STATED GOAL: Convert the lines below into a Markdown table with the columns Row and Line, numbering each row and skipping blank lines.
**** DATA FOR THIS EXERCISE
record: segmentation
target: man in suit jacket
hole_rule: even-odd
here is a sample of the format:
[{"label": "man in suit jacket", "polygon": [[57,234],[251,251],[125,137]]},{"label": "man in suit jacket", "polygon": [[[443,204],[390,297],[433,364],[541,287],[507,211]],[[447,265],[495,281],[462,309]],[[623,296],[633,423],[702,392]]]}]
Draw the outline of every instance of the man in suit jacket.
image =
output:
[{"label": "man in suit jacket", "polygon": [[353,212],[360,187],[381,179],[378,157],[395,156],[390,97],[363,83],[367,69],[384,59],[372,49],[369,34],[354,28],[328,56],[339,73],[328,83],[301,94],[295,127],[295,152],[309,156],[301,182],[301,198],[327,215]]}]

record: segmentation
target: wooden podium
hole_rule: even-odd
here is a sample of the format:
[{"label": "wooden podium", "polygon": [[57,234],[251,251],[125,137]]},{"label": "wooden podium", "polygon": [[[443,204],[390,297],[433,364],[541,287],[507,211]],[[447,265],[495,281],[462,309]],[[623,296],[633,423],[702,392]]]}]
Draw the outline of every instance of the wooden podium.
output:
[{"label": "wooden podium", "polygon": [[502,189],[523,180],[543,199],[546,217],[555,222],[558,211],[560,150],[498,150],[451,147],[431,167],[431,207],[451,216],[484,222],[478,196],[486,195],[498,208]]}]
********
OUTPUT:
| Row | Line |
|---|---|
| 1 | record: segmentation |
| 2 | target: man in suit jacket |
| 3 | hole_rule: even-odd |
| 4 | here is a sample of the format: |
| 5 | [{"label": "man in suit jacket", "polygon": [[57,234],[251,251],[125,137]]},{"label": "man in suit jacket", "polygon": [[[443,204],[390,297],[433,364],[541,287],[507,211]],[[447,265],[495,281],[462,309]],[[623,296],[633,423],[702,392]]]}] |
| 6 | Draw the outline of every instance of the man in suit jacket. |
| 7 | image = |
| 8 | output: |
| 9 | [{"label": "man in suit jacket", "polygon": [[353,212],[360,187],[381,179],[378,157],[395,156],[390,97],[363,83],[367,69],[384,59],[372,49],[369,34],[354,28],[328,56],[339,73],[328,83],[301,94],[295,127],[295,152],[309,156],[301,182],[301,198],[327,215]]}] |
| 10 | record: segmentation |
| 11 | target: wooden podium |
| 12 | hole_rule: even-odd |
| 13 | here is a sample of the format: |
| 14 | [{"label": "wooden podium", "polygon": [[57,234],[251,251],[125,137]]},{"label": "wooden podium", "polygon": [[[443,204],[390,297],[433,364],[541,287],[507,211]],[[447,265],[495,281],[462,309]],[[623,296],[633,423],[702,392]]]}] |
| 15 | Draw the outline of every instance of the wooden podium. |
| 16 | output: |
| 17 | [{"label": "wooden podium", "polygon": [[502,189],[523,180],[543,199],[546,217],[555,222],[558,211],[560,150],[498,150],[451,147],[431,167],[431,207],[451,216],[484,222],[478,196],[486,195],[498,208]]}] |